READING PASSAGE:
The above code sorts a million pseudo random 64-bit integers in about 89 milliseconds with my AMD 7840HS CPU running at 5.1 GHz when single-threaded as here, and that is fast!!! As mentioned in the thread, bottom-up sorting avoids the many allocations for doing partitioning that many top-down versions do and this version just alternates sorting between the original and the alternate allocated array and just returns the last destination one.
Most languages standard library sorting functions prefer a merge sort because it is a stable sort where equal values maintain their order in the List, and because worst case sorting time is still O(n log n) unlike quicksort which is not a stable sort and can be very slow when given a pre-sorted or partially sorted List and the "pivot" point(s) chosen incorrectly. For production, one would probably translate Python's new "power sort" which accounts for pre-sorted runs in the List/array although it does an increase in memory from a factor of twice the size of the List/array as here to up to half again as much for a "stack" of the lengths of the found runs...
Awesome to see this panning out in practice as real perf gains!
I need to look into power sort more. To my understanding glidesort actually uses it as a primitive for example. Cause generally speaking if you are will to allocate a little (sqrt of N) you can sort faster than what you get out of a merge sort.
But you always need the merge sort as the backup for bad cases where quicksort would recurse too far or require too much memory.
looks like power sort also uses extra memory: but they use a linear-size buffer for efficient merging.
very cool!
btw I don't think stable sorting matters in our case because Roc as a language never exposes reference equality
so I don't think the stability of a sort is observable in Roc code, just in the host
It is noticable in roc cause the users can set the compare function.
main =
x = [2.4, 1.2, 2.3, 2.2, 2.1]
List.sortWith x \a, b ->
Num.compare (Num.round a) (Num.round b)
|> Inspect.toStr
|> Stdout.line!
[1.2, 2.1, 2.4, 2.3, 2.2]
Our sort is currently unstable. Stable would produce:
[1.2, 2.4, 2.3, 2.2, 2.1]
ah fair point :thumbs_up:
Brendan Hansknecht said:
I need to look into power sort more. To my understanding glidesort actually uses it as a primitive for example. Cause generally speaking if you are will to allocate a little (sqrt of N) you can sort faster than what you get out of a merge sort.
All of these "in-place" List/array indexing sorts that respect pre-existing "runs" of data are going to need to allocate a little extra space to keep track of the length of the "runs" yet to be sorted, which is their cost in order to be able to take advantage of those pre-existing runs yet enjoy the advantages of an indexing in-place stable sort; then, managing that extra allocated memory will add to their execution time cost that will detract from the advantage of using the pre-existing "runs".

PARTS OF THE EXERCISE:
(1) In the sorting discussion, about how long does the single-threaded code take to sort a million pseudo random 64-bit integers?
(2) Write the next part of the sorting discussion, starting after its final post.

DATA SEGMENT:

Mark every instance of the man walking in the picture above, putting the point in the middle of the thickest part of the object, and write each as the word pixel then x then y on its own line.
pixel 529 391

TASK RESPONSES:
(1) About 89 milliseconds.

(2)
I think that the choices between powersort, glidesort, and any other variations gets into nit-picky type of territory: All try to balance out the number of merges so that the sorting algorithm more often is merging runs of about equal length for efficiency (less copy moves on average) even though the pre-existing runs may differ greatly in length. Some of the more exotic variations try to do intelligent decisions between different sorting methods based on the "shape" of the data, but it seems to me there will always be cases where the decisions will fail. The very competent Python contributor, Tim Peters, went through all the research and comparisons and chose powersort, but says that there may be (obscure - GBG) cases where other algorithms give better performance. I think its a situation where other slightly different algorithms may give somewhat better performance for certain run combinations but then worse for some situations where power sort is better.
It seems to me that we could save time by respecting Tim Peter's research and just implementing a Roc version of the C code he uses for the new Python standard library sort...
I agree with the general sentiment here, and I think that powersort would be a reasonable algorithm for roc. Like it obviously won't be bad. Clearly will be better than what we currently have by a lot. From real world measurements, it is essentially strictly better than timsort. That said, timsort has had a well known really bad case for a long time where it ends up merging length ~1 arrays with giant arrays.
That said, I think there is definitely more to consider here:
n/2
. For any given merge of arrays A
and B
it requires min(len(A), len(B))
extra memory.Brendan Hansknecht said:
That said, timsort has had a well known really bad case for a long time where it ends up merging length ~1 arrays with giant arrays.
Yes, that has been known about timsort for quite some time, which is why most implementations are a modified timsort to avoid the corner case, and probably is part of the drive to change - to powersort, which can be proved to not have that case...
That said, I think there is definitely more to consider here:
- python is always dealing with python objects. That significantly changes the sorting tradeoff due to extra pointer indirection and the actually thing being sorted always being relatively small in size.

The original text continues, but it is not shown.